→ INPUT FOR THIS TASK
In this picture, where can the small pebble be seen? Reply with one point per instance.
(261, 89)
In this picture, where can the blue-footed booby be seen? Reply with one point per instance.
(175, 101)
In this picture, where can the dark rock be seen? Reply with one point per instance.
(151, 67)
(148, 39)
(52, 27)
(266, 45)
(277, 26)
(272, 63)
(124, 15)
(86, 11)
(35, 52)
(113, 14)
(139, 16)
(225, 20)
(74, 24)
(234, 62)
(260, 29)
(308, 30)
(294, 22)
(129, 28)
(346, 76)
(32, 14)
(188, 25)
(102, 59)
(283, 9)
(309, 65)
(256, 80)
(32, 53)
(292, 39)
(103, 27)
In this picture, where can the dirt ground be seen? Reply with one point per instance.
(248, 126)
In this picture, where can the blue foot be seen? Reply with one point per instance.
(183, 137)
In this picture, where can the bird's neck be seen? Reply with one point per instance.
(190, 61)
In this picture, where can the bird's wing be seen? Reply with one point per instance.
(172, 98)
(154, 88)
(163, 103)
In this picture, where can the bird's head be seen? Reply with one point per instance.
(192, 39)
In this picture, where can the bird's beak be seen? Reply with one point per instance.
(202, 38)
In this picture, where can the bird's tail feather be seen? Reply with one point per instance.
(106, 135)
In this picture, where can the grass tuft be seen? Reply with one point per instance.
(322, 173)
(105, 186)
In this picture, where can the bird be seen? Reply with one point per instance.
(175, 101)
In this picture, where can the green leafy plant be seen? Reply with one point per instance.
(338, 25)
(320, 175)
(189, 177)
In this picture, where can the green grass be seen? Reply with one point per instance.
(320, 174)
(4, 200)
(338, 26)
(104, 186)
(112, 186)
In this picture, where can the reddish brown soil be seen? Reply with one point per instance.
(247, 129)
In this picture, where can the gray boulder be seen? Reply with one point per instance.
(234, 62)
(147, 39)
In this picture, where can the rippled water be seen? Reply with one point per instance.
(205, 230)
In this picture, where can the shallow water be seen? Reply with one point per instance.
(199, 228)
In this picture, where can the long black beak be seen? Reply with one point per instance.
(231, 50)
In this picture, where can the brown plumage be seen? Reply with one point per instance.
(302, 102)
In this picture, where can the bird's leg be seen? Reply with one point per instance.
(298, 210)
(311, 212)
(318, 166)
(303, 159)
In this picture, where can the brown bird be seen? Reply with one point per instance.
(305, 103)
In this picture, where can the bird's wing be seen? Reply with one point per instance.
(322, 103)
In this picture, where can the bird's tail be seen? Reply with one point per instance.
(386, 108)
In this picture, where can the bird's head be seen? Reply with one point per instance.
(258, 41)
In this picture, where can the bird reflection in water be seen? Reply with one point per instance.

→ EXERCISE BRIEF
Every line of the listing above is to be set down again without any change.

→ ANSWER TO THIS EXERCISE
In this picture, where can the small pebble be seen? Reply with one point per instance.
(261, 89)
In this picture, where can the blue-footed booby be seen? Reply with one point per instance.
(175, 101)
In this picture, where can the dark rock be seen? Reply with one point per instance.
(151, 67)
(148, 39)
(52, 27)
(266, 45)
(277, 26)
(272, 63)
(124, 15)
(86, 11)
(35, 52)
(113, 14)
(139, 16)
(225, 20)
(74, 24)
(234, 62)
(260, 29)
(308, 30)
(294, 22)
(129, 28)
(346, 76)
(32, 14)
(188, 25)
(102, 59)
(283, 9)
(309, 65)
(256, 80)
(32, 53)
(292, 39)
(103, 27)
In this picture, where can the dirt ground be seen? Reply with one point per instance.
(248, 126)
In this picture, where can the blue foot be seen? Reply with one point per instance.
(183, 137)
In this picture, where can the bird's neck be seen? Reply with one point per instance.
(190, 61)
In this picture, where can the bird's wing be seen? Reply with one point per instance.
(172, 98)
(154, 88)
(163, 103)
In this picture, where can the bird's head be seen? Reply with one point per instance.
(192, 39)
In this picture, where can the bird's beak be seen? Reply with one point per instance.
(202, 38)
In this picture, where can the bird's tail feather be seen? Reply with one point per instance.
(106, 135)
In this picture, where can the grass tuft be seen? Reply with one point per instance.
(322, 173)
(105, 186)
In this picture, where can the bird be seen? Reply with one point per instance.
(175, 101)
In this picture, where can the green leafy plant be seen? Reply with one point per instance.
(338, 25)
(320, 175)
(189, 177)
In this picture, where can the green grass be seen? Reply with one point per instance.
(320, 174)
(4, 200)
(338, 26)
(104, 186)
(112, 186)
In this picture, where can the reddish brown soil be seen? Reply with one point per instance.
(247, 129)
In this picture, where can the gray boulder be seen? Reply with one point per instance.
(234, 62)
(147, 39)
In this picture, where can the rippled water be seen? Reply with one point per instance.
(205, 230)
In this picture, where can the shallow water be seen? Reply with one point per instance.
(199, 228)
In this picture, where can the long black beak be seen? Reply with one point per instance.
(231, 50)
In this picture, where can the brown plumage be seen? Reply with one point per instance.
(302, 102)
In this picture, where can the bird's leg be seen? Reply with one point per instance.
(298, 210)
(311, 212)
(318, 166)
(303, 159)
In this picture, where can the brown bird be seen? Reply with one point per instance.
(305, 103)
In this picture, where can the bird's wing be seen? Reply with one point per instance.
(322, 103)
In this picture, where can the bird's tail be seen? Reply with one point per instance.
(386, 108)
In this picture, where can the bird's head be seen? Reply with one point per instance.
(258, 41)
In this picture, where can the bird reflection in water be seen? Reply with one point per instance.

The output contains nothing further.